*** Excerpted passage Section Begins ***
They came, and he was hospitalized for 30 days and given medication, he said.
He seemed to be fine for the next year or two. Then in 2001, manic thoughts exploded into full-blown mania.
“I was just starting a new job, and I was there a week and the business let me go,” he said. “I was making all kinds of poor decisions during that time. As a result of poor decisions, I ended up homeless.”
Bipolar disorder soon submerged him in severe depression.
The disease, which is treatable, causes “unusual shifts in mood, energy, activity levels and the ability to carry out day-to-day tasks,” the National Institute of Mental Health says on its website, www.nimh.nih.gov.
The way back
Manning ended up at Park Center, a local private, nonprofit mental health center, which provided him with housing and care. He credits his therapist there, Thomas Sass, with starting him toward recovery.
Sass helped him rebuild his relationship with God and focus on what God thinks of him rather than what other people say about him, Manning said.
“That allowed me to really like myself — to be my own best friend,” he said.
Sass also taught him about setting short-term and long-term goals in life, such as in his relationships with God and other people, education and career.
Along with Love Church in the 1300 block of East Berry Street, which he attends, Manning said another key to his recovery has been The Carriage House, the local mental-health clubhouse at 3327 Lake Ave.
“The clubhouse movement focuses on a person's skills, talents and interests,” said Manning, who started going there in 2001.
When you walk in the door, they don't ask you about your diagnosis, he added. They ask you if you have skills to help with certain jobs around the clubhouse, such as fixing meals, planning events and more.
*** Excerpted passage Section Ends ***
*** Supplied records Section Begins ***
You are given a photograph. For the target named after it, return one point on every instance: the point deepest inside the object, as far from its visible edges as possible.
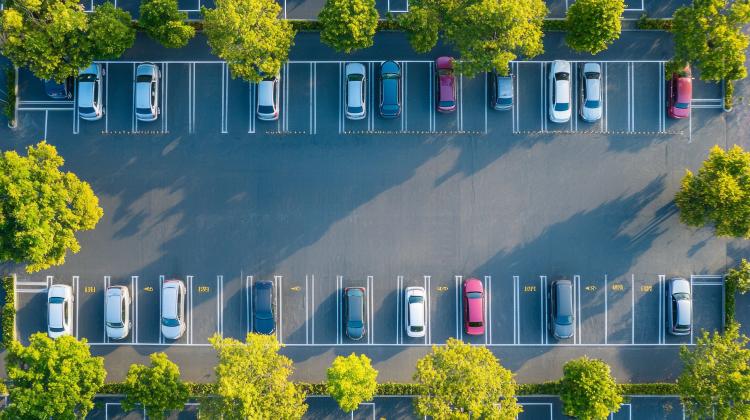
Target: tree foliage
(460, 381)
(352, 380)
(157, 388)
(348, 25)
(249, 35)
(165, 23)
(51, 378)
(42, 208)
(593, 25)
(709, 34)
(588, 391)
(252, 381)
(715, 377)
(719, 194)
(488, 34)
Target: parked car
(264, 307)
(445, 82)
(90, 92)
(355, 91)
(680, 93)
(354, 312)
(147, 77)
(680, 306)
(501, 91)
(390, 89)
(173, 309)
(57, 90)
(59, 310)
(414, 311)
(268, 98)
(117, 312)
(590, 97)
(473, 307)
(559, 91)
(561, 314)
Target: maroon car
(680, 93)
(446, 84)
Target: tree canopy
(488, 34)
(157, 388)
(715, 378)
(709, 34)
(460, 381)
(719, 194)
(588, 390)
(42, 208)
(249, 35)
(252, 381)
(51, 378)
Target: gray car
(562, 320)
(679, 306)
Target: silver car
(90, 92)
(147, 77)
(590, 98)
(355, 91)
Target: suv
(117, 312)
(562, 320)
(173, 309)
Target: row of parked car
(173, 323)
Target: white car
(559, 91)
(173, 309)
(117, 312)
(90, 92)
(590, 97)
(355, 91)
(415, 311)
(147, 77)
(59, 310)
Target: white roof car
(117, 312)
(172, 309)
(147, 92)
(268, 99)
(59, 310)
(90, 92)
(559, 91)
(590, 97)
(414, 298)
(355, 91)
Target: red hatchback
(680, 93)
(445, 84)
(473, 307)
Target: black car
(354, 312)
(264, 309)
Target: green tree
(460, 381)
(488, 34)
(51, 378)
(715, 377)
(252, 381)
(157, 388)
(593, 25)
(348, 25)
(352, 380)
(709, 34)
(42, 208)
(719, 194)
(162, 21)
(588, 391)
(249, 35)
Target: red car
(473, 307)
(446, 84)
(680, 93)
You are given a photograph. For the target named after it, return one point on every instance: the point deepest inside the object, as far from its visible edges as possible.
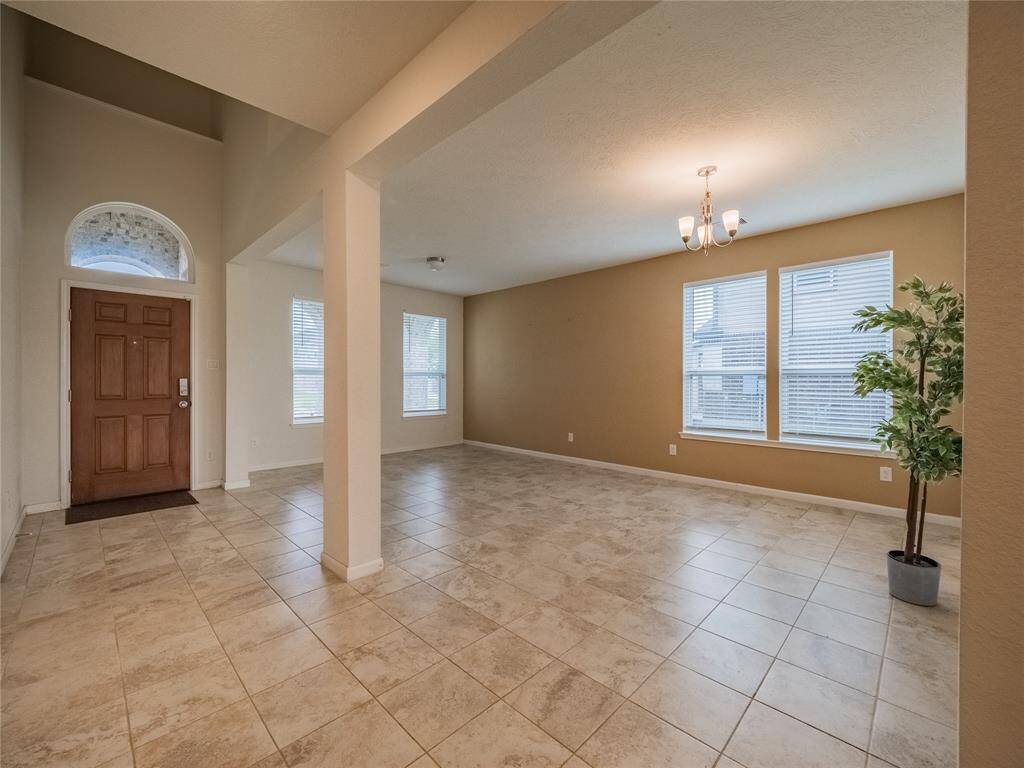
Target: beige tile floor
*** Supplied records Section Ends ***
◆ Using the information
[1] Translate this sentence from the passage on Manning's recovery into Spanish: “That allowed me to really like myself — to be my own best friend,” he said.
[2] Using the passage on Manning's recovery, answer these questions:
(a) For how many days was Manning hospitalized?
(b) Who was Manning's therapist at Park Center?
(c) What is the street address of The Carriage House?

◆ Solutions to the problems
[1] «Eso me permitió quererme de verdad, ser mi propio mejor amigo», dijo.

[2]
(a) 30 days
(b) Thomas Sass
(c) 3327 Lake Ave.